[BEGIN Excerpted data]
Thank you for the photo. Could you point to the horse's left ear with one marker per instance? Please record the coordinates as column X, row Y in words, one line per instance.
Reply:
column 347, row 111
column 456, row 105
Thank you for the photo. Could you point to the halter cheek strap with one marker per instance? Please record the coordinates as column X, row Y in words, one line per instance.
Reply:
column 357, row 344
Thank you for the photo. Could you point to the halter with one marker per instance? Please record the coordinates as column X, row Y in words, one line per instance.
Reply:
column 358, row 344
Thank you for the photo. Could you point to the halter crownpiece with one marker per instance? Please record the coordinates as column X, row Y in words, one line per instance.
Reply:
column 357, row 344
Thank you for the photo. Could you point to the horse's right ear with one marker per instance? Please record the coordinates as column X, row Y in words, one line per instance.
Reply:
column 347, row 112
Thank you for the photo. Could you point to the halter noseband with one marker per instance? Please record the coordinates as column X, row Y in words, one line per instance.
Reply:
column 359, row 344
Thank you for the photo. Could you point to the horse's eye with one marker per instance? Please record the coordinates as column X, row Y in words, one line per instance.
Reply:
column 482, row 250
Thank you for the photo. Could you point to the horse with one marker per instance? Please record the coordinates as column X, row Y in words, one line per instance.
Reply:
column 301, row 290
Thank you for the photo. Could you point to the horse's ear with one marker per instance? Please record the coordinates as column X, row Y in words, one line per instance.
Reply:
[END Excerpted data]
• What is asked: Can you render every line of the items above as a JSON list of strings, one string per line, with blank lines left out?

• Answer below:
[
  "Thank you for the photo. Could you point to the horse's left ear with one marker per instance? Please record the coordinates as column X, row Y in words, one line per instance.",
  "Reply:",
  "column 347, row 111",
  "column 456, row 105",
  "Thank you for the photo. Could you point to the halter cheek strap with one marker per instance? Please record the coordinates as column X, row Y in words, one line per instance.",
  "Reply:",
  "column 357, row 344",
  "Thank you for the photo. Could you point to the halter with one marker per instance? Please record the coordinates as column X, row Y in words, one line per instance.",
  "Reply:",
  "column 358, row 344",
  "Thank you for the photo. Could you point to the halter crownpiece with one marker per instance? Please record the coordinates as column X, row Y in words, one line per instance.",
  "Reply:",
  "column 357, row 344",
  "Thank you for the photo. Could you point to the horse's right ear with one marker per instance? Please record the coordinates as column X, row Y in words, one line per instance.",
  "Reply:",
  "column 347, row 112",
  "Thank you for the photo. Could you point to the halter noseband with one marker per instance? Please record the coordinates as column X, row Y in words, one line per instance.",
  "Reply:",
  "column 359, row 344",
  "Thank you for the photo. Could you point to the horse's eye with one marker per instance? Please record the coordinates as column X, row Y in words, one line per instance.",
  "Reply:",
  "column 482, row 250",
  "Thank you for the photo. Could you point to the horse with one marker per instance? Please record the coordinates as column X, row Y in words, one line per instance.",
  "Reply:",
  "column 301, row 290",
  "Thank you for the photo. Could you point to the horse's ear with one marker per instance? Please record the coordinates as column X, row Y in words, one line per instance.",
  "Reply:"
]